- **Material shown**
******************************

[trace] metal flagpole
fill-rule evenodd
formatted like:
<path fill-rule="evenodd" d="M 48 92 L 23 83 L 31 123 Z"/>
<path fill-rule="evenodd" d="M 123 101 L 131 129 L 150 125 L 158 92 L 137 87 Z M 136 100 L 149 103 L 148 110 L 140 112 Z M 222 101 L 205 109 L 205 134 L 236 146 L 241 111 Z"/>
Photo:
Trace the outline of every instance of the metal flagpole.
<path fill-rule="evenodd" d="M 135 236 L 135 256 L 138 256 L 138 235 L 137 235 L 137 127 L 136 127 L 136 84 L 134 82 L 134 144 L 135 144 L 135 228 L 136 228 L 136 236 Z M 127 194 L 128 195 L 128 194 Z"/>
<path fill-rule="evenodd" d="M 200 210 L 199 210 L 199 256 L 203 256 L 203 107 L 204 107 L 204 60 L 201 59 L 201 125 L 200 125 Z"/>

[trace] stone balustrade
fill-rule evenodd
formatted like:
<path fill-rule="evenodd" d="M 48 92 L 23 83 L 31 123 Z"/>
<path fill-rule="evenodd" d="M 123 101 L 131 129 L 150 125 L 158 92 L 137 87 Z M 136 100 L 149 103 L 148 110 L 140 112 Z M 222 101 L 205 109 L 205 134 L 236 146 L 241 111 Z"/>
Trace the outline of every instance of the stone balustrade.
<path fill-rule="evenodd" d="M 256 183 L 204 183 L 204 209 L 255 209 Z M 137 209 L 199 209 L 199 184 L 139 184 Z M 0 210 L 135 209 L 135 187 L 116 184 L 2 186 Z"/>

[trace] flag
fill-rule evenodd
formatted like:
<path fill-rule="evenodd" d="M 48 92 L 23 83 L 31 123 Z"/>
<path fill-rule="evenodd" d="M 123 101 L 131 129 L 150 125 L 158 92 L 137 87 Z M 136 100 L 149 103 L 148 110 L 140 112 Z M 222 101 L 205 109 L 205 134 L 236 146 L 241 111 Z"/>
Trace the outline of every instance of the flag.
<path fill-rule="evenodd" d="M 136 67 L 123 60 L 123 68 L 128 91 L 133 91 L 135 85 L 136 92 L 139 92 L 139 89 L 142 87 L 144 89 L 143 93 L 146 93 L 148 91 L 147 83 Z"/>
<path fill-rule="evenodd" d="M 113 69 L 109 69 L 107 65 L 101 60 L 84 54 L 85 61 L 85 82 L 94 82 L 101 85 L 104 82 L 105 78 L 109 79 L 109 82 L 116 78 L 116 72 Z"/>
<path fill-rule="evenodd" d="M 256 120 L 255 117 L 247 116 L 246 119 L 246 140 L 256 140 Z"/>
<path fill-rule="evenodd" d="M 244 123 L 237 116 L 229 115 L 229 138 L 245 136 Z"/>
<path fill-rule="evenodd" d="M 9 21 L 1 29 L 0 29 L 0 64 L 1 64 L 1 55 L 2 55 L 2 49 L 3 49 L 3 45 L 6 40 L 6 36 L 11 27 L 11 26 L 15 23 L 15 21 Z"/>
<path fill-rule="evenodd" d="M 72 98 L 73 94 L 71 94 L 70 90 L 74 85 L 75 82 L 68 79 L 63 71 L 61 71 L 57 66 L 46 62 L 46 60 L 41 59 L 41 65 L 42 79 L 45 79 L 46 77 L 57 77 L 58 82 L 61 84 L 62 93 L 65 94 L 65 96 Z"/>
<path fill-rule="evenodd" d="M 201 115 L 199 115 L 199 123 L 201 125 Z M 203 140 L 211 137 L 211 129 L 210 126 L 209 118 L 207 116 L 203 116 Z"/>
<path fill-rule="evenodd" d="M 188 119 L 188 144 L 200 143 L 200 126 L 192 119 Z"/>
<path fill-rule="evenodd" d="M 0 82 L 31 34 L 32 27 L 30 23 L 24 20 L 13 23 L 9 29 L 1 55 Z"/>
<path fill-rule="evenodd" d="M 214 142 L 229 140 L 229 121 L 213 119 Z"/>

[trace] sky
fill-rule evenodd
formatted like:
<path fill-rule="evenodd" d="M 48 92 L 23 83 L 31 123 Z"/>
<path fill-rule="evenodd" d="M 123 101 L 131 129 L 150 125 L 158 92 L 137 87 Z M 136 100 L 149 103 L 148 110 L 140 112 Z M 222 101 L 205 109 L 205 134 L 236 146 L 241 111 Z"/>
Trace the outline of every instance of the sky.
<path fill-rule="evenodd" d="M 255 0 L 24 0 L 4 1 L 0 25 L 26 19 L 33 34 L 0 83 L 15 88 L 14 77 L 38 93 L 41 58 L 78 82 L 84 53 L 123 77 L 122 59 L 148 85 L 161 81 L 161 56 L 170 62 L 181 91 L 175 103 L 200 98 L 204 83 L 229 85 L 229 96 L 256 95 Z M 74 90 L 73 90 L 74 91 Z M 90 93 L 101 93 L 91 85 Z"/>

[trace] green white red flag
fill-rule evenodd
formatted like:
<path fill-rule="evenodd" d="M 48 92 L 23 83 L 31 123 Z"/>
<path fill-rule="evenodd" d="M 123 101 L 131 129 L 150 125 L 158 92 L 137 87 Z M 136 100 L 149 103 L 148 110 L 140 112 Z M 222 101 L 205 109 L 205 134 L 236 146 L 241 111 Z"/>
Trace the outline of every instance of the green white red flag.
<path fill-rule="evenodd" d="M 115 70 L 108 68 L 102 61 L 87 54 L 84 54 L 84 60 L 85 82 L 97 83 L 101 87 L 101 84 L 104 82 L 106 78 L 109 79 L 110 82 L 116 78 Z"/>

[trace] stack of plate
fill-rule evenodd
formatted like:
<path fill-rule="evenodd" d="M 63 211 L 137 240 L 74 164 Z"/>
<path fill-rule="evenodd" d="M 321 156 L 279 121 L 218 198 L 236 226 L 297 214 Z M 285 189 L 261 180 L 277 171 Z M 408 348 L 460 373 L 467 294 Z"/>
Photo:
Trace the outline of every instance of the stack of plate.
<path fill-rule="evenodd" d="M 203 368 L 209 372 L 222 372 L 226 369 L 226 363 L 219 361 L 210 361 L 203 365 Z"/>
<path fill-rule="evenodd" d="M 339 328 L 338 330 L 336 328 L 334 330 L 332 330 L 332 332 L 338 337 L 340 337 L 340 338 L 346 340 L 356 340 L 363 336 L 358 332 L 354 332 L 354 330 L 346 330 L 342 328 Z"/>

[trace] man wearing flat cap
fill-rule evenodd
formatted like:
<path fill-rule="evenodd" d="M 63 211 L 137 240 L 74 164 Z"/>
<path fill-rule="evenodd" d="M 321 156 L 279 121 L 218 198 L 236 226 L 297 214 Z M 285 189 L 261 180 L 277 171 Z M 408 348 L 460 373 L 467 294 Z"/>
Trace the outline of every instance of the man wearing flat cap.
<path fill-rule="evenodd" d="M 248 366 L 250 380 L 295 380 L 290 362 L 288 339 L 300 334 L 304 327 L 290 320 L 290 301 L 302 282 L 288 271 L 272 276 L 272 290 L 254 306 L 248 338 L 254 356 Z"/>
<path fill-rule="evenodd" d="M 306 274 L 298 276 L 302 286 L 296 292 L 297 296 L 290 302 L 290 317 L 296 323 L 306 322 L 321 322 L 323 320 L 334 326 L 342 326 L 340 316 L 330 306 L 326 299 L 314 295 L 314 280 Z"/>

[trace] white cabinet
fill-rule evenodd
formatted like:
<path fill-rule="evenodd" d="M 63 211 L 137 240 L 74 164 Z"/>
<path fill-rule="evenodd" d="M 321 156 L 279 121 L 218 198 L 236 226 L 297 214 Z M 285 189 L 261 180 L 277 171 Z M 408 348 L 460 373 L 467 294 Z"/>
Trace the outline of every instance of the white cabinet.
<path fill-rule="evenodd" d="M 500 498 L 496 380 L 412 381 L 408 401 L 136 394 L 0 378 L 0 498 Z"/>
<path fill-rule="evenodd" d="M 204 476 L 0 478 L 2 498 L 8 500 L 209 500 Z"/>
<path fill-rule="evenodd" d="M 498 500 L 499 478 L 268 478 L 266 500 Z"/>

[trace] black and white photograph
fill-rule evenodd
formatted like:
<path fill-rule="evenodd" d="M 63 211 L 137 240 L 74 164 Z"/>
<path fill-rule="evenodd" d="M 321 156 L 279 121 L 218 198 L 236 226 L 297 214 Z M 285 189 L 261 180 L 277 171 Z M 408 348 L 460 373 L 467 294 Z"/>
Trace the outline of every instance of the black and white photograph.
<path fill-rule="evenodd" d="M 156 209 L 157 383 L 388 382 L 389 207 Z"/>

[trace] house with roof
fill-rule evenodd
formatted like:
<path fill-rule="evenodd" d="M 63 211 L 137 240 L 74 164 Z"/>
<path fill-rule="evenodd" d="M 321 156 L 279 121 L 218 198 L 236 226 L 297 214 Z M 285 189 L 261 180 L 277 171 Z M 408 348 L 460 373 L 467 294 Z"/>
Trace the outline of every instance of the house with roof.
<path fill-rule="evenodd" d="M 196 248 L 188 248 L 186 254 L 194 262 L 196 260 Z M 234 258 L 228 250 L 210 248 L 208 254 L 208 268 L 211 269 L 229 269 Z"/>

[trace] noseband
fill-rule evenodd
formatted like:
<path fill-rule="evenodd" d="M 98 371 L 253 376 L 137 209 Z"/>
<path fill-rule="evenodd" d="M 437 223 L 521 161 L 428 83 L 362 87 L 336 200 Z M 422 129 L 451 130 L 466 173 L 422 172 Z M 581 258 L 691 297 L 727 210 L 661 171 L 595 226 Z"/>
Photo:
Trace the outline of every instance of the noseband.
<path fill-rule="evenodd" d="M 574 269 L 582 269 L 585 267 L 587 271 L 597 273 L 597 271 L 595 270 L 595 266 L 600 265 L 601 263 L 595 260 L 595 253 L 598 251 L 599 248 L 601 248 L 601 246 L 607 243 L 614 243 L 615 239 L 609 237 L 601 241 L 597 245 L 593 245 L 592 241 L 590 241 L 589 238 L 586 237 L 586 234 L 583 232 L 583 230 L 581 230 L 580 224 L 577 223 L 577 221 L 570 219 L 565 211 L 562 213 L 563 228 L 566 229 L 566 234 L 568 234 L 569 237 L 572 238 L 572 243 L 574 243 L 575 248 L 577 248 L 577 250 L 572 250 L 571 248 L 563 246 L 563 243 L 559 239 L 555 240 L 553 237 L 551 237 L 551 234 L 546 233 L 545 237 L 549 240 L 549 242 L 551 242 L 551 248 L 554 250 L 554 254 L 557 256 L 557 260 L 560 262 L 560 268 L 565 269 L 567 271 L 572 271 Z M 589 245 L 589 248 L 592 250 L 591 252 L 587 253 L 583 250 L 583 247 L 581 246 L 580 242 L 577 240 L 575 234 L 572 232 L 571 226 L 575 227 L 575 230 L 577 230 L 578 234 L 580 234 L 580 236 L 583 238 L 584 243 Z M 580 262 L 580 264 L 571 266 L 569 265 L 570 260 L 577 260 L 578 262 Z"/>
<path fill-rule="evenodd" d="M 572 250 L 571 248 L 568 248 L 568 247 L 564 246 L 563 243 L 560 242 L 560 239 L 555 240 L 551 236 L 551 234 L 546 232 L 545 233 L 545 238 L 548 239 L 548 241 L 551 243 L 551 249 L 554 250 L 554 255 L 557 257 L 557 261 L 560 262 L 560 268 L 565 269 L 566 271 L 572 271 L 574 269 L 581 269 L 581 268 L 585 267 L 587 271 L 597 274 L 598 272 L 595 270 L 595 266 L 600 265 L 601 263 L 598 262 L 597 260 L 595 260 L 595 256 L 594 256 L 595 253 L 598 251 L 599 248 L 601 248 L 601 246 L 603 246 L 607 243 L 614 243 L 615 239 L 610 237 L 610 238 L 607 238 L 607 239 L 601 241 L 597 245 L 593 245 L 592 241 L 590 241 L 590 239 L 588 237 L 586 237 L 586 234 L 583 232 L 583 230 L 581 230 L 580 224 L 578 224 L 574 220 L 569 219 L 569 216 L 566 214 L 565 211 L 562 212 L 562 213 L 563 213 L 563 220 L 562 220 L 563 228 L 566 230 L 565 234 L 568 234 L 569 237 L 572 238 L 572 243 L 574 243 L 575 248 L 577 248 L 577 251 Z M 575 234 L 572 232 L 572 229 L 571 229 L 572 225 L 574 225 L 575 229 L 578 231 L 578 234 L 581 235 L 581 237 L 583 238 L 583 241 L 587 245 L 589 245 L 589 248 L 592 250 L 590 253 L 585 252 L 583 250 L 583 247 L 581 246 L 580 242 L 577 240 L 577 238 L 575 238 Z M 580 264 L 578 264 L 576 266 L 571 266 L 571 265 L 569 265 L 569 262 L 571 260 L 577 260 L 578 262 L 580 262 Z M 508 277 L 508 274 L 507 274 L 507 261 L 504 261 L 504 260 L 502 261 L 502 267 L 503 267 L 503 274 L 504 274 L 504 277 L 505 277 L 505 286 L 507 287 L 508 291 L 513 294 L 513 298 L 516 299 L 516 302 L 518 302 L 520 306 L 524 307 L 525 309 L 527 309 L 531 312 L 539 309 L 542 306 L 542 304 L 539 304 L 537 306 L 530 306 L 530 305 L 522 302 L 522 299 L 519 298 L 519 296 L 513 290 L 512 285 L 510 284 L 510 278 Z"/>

******************************

- **Exercise directions**
State how many lines contain the string "white", matching case exactly. Give only the number.

- **Answer to this problem**
6